## What the task requires
Can you quote exactly the stretch of lines from the one with "of the upper" through the final line of the material, both ends included?

::: Dataset records :::

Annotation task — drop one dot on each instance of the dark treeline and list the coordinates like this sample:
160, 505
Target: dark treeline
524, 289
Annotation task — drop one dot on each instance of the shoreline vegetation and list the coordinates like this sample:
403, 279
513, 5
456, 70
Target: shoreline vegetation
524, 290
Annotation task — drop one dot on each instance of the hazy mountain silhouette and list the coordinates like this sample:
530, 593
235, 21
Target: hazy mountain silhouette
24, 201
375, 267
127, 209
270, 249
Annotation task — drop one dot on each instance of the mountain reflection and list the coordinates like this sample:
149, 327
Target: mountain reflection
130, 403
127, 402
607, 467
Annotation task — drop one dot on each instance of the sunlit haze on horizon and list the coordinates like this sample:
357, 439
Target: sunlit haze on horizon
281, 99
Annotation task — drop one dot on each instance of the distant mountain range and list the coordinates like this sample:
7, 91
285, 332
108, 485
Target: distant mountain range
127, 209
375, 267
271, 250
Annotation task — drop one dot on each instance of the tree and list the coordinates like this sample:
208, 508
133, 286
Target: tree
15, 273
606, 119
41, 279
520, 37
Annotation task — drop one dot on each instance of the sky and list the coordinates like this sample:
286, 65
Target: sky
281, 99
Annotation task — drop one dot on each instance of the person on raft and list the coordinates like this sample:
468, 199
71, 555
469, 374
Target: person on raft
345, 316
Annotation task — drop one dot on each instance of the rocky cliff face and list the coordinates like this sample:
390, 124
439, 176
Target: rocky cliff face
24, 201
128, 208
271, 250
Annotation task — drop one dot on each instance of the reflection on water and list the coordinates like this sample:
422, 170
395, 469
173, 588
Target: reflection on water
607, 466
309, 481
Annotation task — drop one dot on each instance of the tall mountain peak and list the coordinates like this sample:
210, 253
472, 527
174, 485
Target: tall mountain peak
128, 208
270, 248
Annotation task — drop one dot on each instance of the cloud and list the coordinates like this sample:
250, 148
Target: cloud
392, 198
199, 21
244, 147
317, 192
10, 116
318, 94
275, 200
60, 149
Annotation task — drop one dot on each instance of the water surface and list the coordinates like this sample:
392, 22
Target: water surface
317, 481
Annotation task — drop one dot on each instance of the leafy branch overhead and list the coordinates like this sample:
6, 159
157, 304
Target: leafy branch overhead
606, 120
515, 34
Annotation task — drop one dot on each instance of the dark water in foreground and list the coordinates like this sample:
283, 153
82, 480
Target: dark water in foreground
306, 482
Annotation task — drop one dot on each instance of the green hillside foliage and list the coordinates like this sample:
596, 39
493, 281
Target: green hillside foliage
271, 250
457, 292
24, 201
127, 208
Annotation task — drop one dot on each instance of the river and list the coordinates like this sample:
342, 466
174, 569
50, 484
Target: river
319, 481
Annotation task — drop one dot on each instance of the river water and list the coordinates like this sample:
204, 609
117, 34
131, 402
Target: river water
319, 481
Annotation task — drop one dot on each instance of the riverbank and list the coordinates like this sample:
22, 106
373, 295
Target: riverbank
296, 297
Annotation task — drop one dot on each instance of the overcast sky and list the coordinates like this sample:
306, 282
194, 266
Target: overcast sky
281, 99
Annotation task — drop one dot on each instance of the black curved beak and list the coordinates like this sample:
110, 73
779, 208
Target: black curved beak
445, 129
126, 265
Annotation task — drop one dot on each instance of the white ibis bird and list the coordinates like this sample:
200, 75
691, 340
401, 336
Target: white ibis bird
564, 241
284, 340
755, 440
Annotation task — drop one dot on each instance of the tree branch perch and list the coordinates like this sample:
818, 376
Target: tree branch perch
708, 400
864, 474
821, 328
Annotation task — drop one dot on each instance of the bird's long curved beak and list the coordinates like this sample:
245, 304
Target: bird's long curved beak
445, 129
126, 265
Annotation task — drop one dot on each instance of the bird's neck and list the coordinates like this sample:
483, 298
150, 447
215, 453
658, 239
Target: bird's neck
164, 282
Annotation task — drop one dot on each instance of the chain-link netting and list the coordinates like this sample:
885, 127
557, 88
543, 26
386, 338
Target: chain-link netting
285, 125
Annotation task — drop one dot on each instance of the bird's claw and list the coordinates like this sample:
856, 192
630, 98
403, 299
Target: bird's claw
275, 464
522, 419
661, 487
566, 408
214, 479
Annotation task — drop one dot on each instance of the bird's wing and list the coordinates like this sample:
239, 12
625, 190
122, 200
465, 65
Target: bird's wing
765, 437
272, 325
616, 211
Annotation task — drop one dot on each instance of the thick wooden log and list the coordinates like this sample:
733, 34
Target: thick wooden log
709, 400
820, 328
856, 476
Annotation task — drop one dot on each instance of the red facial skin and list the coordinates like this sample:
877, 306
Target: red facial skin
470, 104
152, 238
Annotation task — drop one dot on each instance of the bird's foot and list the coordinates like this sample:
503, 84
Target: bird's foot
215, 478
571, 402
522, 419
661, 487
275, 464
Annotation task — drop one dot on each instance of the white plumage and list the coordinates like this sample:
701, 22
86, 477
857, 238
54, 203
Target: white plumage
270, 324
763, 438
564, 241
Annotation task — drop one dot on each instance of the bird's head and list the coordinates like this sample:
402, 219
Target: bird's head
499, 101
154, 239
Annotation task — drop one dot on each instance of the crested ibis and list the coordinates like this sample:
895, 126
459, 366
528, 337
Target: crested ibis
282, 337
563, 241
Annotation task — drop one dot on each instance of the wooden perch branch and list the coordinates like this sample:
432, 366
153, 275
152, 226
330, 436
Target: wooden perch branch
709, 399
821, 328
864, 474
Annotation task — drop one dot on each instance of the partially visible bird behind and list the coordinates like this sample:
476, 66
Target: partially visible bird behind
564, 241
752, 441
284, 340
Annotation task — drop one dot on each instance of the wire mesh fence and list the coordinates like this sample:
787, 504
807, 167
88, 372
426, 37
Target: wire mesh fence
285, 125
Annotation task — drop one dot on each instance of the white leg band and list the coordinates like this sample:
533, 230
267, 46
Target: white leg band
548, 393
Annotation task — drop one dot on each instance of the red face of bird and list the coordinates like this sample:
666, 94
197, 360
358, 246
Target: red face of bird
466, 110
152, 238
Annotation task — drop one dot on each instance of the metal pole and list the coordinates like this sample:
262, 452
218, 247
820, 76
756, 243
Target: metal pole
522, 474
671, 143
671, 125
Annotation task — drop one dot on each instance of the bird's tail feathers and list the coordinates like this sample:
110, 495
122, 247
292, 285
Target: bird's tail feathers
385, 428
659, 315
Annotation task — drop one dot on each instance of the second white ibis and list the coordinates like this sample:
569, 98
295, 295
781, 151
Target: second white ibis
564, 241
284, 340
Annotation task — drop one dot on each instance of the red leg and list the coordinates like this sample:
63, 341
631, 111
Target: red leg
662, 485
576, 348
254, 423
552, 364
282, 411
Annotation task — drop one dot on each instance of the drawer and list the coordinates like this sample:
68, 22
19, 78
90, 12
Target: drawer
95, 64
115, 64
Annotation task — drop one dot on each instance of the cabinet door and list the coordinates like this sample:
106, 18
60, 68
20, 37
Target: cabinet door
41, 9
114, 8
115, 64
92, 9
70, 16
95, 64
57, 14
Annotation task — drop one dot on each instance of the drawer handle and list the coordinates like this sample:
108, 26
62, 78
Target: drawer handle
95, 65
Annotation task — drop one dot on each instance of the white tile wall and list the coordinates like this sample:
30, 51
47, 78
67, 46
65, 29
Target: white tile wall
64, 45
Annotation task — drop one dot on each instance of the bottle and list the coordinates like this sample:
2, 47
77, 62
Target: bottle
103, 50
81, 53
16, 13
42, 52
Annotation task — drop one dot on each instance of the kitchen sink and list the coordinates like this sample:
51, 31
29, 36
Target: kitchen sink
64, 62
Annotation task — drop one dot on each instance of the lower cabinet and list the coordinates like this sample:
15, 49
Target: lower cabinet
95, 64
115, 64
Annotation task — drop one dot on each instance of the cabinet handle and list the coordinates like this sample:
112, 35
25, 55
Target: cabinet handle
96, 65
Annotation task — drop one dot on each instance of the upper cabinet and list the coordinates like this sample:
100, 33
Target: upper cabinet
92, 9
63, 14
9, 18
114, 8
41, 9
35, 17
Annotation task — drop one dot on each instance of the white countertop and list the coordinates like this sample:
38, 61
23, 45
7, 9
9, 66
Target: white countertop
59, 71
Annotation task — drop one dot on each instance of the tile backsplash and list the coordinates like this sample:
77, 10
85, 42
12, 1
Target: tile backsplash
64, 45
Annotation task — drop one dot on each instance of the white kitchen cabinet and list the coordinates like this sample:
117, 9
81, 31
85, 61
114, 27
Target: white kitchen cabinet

:::

## Result below
Annotation task — drop one dot on each instance of the upper cabinet and list the coordinates like this sample:
100, 33
Target: upper cabinet
92, 9
63, 14
9, 18
114, 8
41, 9
35, 17
Annotation task — drop one dot on each instance of the white countertop and list the coordinates like this sample:
38, 61
23, 45
7, 9
9, 66
Target: white countertop
59, 71
Annotation task — drop one dot on each instance of the tile backsplash and list the coordinates like this sample:
77, 10
85, 42
12, 1
Target: tile backsplash
64, 45
Annotation task — drop one dot on each instance of the white kitchen cabinet and list the coordinates like this sample:
117, 9
81, 31
85, 61
114, 27
Target: white kitchen cabinet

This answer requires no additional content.